WHAT TO PRODUCE =>
In the forum thread about solar thermal valves, in which county does daj say they are based?

SUPPLIED TEXT =>

○ ○ ○ ○

Ya, I'm supposed to believe that after seeing 20 years of eaton freeze valves with no problems and all of a sudden they look a bit different and I get 3 of them pop within the space of a month that are less than a year old that it's some fluke!?!? BS.

Sorry Ben, I like your flare for solar, but I'm done buying from you.


----------



## daj (Dec 8, 2010)

Protech said:


> . . . defective air vent valves and now the defective freeze valves. . .


It is the defective air vent valves that have been causing us frustration (also in Florida). It appears that the guts were changed to an inferior product that melts under the high temperatures attained by solar thermal systems. Have you found an air vent that will stand up to high temperatures?


----------



## SlickRick (Sep 3, 2009)

daj said:


> It is the defective air vent valves that have been causing us frustration (also in Florida). It appears that the guts were changed to an inferior product that melts under the high temperatures attained by solar thermal systems. Have you found an air vent that will stand up to high temperatures?




Hello! Introduction Requested
An intro is requested from all new members. In case you missed it, here is the link. http://www.plumbingzone.com/f3/.

The PZ is for Plumbing Professionals ( those engaged in the plumbing profession)

Post an intro and tell our members where you are from, yrs in the trade, and your area(s) of expertise in the plumbing field.

This info helps members who are waiting to welcome you to the best plumbing site there is.

We look forward to your valuable input.
__________________
"I believe human-beings and fist can co-exist peacefully....."


----------



## Protech (Sep 22, 2008)

What he said :yes:



slickrick said:


> Hello! Introduction Requested
> An intro is requested from all new members. In case you missed it, here is the link. http://www.plumbingzone.com/f3/.
> 
> The PZ is for Plumbing Professionals ( those engaged in the plumbing profession)
> ...


----------



## daj (Dec 8, 2010)

After getting the first response to my post, I tried to update my online profile. I could see the fields but was not able to edit them. I'll have to go back when I have time to figure that out.

I am a state certified solar contractor. That doesn't make me a licensed plumber but our scope on the solar thermal side does involve a moderate amount of plumbing work. I'm based in Highlands County.

We strive for excellence in our work and I get so frustrated when the only products I can find for a task don't hold up (we're talking air vents here). That is what led me to this thread to see if someone else has found a better solution to this problem.

○ ○ ○ ○

SUPPLIED ENTRIES =>

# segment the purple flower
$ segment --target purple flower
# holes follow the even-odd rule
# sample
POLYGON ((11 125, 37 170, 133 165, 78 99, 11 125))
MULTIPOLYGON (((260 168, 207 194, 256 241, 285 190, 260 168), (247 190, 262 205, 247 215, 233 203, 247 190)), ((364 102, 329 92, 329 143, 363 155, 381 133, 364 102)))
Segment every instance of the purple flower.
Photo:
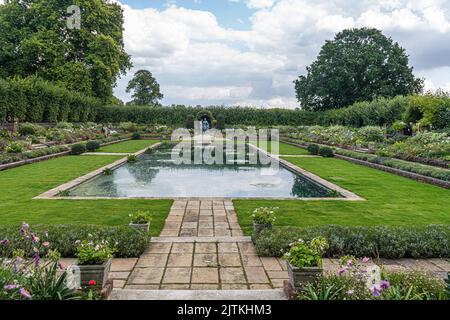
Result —
POLYGON ((7 284, 6 286, 3 287, 3 289, 5 289, 6 291, 11 291, 14 289, 17 289, 19 286, 17 284, 7 284))
POLYGON ((38 254, 34 255, 34 267, 36 269, 39 268, 39 255, 38 254))
POLYGON ((26 222, 22 222, 22 226, 20 227, 20 231, 23 234, 27 234, 29 229, 30 229, 30 226, 26 222))
POLYGON ((19 293, 22 295, 22 297, 31 299, 31 294, 25 288, 20 288, 19 293))
POLYGON ((374 296, 375 298, 378 298, 381 295, 381 290, 378 286, 373 286, 372 287, 372 296, 374 296))
POLYGON ((31 234, 31 241, 33 241, 33 243, 39 242, 39 237, 33 233, 31 234))
POLYGON ((343 267, 341 270, 339 270, 339 275, 345 273, 347 271, 347 269, 348 269, 347 266, 343 267))
POLYGON ((389 281, 386 280, 381 280, 380 282, 380 288, 381 290, 387 290, 391 287, 391 284, 389 283, 389 281))

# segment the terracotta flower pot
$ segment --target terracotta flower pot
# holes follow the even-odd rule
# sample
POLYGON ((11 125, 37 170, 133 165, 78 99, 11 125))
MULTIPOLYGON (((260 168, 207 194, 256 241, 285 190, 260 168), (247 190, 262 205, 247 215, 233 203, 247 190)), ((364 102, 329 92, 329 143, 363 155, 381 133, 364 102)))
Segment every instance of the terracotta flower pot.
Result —
POLYGON ((297 268, 286 261, 289 284, 296 291, 302 289, 307 284, 316 281, 323 273, 322 267, 297 268))
POLYGON ((89 286, 89 281, 94 280, 98 286, 103 287, 108 280, 112 259, 98 265, 77 265, 80 269, 81 286, 89 286))
POLYGON ((130 223, 130 227, 137 229, 137 230, 142 230, 144 232, 149 232, 150 231, 150 222, 144 223, 144 224, 130 223))

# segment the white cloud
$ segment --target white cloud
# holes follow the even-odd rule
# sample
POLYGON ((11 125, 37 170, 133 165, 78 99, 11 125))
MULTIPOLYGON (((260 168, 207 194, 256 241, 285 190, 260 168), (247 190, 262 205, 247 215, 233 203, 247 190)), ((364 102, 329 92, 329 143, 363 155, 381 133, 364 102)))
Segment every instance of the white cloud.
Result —
POLYGON ((266 9, 273 6, 275 0, 246 0, 250 9, 266 9))
MULTIPOLYGON (((1 0, 0 0, 1 1, 1 0)), ((228 0, 238 2, 238 0, 228 0)), ((210 12, 169 5, 124 7, 125 46, 135 68, 151 70, 164 103, 296 107, 292 81, 320 47, 350 27, 377 27, 407 49, 427 86, 448 87, 450 2, 446 0, 246 0, 248 30, 220 25, 210 12)))

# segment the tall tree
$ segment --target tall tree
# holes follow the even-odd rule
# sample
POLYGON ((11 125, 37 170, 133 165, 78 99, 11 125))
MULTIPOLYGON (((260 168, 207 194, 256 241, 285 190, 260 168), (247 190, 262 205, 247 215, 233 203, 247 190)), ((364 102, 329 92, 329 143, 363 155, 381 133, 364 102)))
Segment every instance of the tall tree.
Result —
POLYGON ((110 100, 131 67, 123 12, 108 0, 6 0, 0 6, 0 77, 37 75, 110 100), (80 28, 71 24, 81 10, 80 28))
POLYGON ((158 82, 147 70, 139 70, 134 74, 127 86, 127 92, 131 91, 133 91, 131 104, 134 105, 156 105, 158 100, 164 98, 158 82))
POLYGON ((405 49, 377 29, 344 30, 294 81, 297 99, 302 109, 320 111, 419 93, 423 80, 414 77, 408 60, 405 49))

○ ○ ○ ○

FINISHED ANSWER =>
Highlands County